* [Brief 1]
In the AC case, where does the passage on current in conductors say the current passed by a perfectly-conducting material lies?
* [Brief 2]
Please copy the passage on current in conductors from "In the limiting" to "of the material.".
:: Passage ::
To establish context, consider the simple DC circuit shown in Figure \(\PageIndex{1}\). In this circuit, the current source provides a steady current which flows through a cylinder-shaped wire. As long as the conductivity \(\sigma\) (SI base units of S/m) of the wire is uniform throughout the wire, the current density \({\bf J}\) (SI base units of A/m\(^2\)) is uniform throughout the wire.
Figure \(\PageIndex{1}\): Current flow in cylinder at DC ( CC BY-SA 4.0; C. Wang)Now let us consider the AC case. Whereas the electric field intensity \({\bf E}\) is constant in the DC case, \({\bf E}\) exists as a wave in the AC case. In a good conductor, the magnitude of \({\bf E}\) decreases in proportion to \(e^{-\alpha d}\) where \(\alpha\) is the attenuation constant and \(d\) is distance traversed by the wave. The attenuation constant increases with increasing \(\sigma\), so the rate of decrease of the magnitude of \({\bf E}\) increases with increasing \(\sigma\).
In the limiting case of a perfect conductor, \(\alpha\to\infty\) and so \({\bf E}\to 0\) everywhere inside the material. Any current within the wire must be the result of either an impressed source or it must be a response to \({\bf E}\). Without either of these, we conclude that in the AC case, \({\bf J}\to 0\) everywhere inside a perfect conductor.1 But if \({\bf J}=0\) in the material, then how does current pass through the wire? We are forced to conclude that the current must exist as a surface current; i.e., entirely outside the wire, yet bound to the surface of the wire. Thus:
In the AC case, the current passed by a perfectly-conducting material lies entirely on the surface of the material.
:::
:: Records provided ::
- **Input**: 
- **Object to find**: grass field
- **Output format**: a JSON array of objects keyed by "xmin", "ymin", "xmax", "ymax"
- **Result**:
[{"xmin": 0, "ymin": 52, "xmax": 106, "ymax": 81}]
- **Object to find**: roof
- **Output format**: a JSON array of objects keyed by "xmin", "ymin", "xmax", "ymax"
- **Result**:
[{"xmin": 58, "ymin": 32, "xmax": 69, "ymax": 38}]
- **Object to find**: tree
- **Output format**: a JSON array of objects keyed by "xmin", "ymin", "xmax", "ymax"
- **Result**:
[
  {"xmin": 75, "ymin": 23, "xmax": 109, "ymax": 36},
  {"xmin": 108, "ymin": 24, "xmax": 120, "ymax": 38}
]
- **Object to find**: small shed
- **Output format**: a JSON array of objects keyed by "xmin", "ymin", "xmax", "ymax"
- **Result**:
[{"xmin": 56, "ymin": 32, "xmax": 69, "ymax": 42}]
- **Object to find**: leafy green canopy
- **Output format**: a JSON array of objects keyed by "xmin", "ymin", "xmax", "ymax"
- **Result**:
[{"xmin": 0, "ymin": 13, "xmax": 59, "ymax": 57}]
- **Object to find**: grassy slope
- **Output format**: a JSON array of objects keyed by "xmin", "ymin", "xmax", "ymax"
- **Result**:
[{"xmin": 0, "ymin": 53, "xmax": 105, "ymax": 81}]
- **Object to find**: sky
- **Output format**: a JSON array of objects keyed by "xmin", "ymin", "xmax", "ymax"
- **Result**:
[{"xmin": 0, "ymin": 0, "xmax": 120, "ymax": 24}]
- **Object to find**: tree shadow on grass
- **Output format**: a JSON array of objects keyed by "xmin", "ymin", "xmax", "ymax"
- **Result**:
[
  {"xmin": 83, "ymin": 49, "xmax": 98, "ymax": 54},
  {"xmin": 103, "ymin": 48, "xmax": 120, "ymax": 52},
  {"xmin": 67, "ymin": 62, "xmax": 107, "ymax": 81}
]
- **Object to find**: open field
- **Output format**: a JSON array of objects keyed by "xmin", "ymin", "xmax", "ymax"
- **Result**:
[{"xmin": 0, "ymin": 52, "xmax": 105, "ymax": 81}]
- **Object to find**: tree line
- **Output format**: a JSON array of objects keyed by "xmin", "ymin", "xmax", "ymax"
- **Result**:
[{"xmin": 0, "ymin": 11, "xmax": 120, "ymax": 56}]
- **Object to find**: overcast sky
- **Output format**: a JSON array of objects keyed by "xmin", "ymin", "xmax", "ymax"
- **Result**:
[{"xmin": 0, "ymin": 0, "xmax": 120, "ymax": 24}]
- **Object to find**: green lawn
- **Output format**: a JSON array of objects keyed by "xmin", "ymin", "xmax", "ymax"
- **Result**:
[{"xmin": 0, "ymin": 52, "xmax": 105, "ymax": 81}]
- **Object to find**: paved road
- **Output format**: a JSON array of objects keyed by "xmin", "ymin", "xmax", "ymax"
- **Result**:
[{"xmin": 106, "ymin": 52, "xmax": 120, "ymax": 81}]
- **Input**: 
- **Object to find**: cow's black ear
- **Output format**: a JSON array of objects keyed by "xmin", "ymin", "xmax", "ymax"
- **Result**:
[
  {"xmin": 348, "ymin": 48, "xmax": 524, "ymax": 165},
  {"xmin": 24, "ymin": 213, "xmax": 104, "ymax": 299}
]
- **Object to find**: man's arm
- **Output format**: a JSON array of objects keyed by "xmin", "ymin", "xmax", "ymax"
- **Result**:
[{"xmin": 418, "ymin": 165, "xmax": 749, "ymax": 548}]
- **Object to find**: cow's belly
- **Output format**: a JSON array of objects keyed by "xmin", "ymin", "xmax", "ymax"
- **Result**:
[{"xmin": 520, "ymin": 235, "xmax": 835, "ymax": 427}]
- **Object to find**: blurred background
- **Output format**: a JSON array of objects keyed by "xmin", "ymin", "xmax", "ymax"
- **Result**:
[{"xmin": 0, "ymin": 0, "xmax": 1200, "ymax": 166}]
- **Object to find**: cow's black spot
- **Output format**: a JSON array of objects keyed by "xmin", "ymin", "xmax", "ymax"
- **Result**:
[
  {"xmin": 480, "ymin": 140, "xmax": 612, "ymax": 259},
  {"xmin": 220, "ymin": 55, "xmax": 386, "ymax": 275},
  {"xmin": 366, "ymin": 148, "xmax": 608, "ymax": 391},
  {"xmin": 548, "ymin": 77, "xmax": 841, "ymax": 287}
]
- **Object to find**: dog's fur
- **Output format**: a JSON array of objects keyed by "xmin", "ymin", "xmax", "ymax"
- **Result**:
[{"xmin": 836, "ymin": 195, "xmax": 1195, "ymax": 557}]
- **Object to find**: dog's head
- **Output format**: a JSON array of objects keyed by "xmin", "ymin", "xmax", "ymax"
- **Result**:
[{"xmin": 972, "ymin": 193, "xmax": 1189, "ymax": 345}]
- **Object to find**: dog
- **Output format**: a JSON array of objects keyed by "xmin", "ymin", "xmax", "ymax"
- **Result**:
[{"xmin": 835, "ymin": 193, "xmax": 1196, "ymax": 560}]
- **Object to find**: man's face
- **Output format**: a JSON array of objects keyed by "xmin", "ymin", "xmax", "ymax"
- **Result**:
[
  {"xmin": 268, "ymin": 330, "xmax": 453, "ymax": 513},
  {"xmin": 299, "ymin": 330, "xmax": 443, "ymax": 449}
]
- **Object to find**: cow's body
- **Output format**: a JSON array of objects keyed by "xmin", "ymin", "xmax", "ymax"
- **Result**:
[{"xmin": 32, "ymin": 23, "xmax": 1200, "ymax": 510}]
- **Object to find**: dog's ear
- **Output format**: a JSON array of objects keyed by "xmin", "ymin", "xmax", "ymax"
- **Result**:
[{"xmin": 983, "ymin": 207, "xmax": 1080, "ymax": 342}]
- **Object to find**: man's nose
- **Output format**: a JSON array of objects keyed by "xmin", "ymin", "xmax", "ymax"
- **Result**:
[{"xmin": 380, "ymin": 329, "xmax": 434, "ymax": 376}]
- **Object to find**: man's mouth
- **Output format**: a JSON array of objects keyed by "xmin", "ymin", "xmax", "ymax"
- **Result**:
:::
* [Exercise result 1]
Entirely on the surface of the material.

* [Exercise result 2]
In the limiting case of a perfect conductor, \(\alpha\to\infty\) and so \({\bf E}\to 0\) everywhere inside the material. Any current within the wire must be the result of either an impressed source or it must be a response to \({\bf E}\). Without either of these, we conclude that in the AC case, \({\bf J}\to 0\) everywhere inside a perfect conductor.1 But if \({\bf J}=0\) in the material, then how does current pass through the wire? We are forced to conclude that the current must exist as a surface current; i.e., entirely outside the wire, yet bound to the surface of the wire. Thus:
In the AC case, the current passed by a perfectly-conducting material lies entirely on the surface of the material.